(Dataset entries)
((

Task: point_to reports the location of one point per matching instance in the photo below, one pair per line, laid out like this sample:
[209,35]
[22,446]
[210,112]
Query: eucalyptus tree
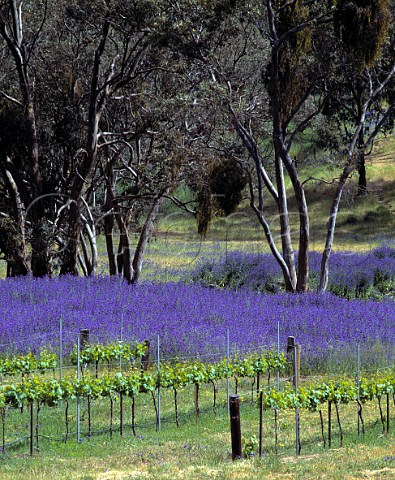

))

**Exercise goal**. Every record should come back exactly as it is, though none of the pictures should.

**Response area**.
Task: point_to reports the location of one point per matching instance in the photo below, one pair per line, laid out like this sample:
[209,35]
[22,446]
[210,112]
Query: eucalyptus tree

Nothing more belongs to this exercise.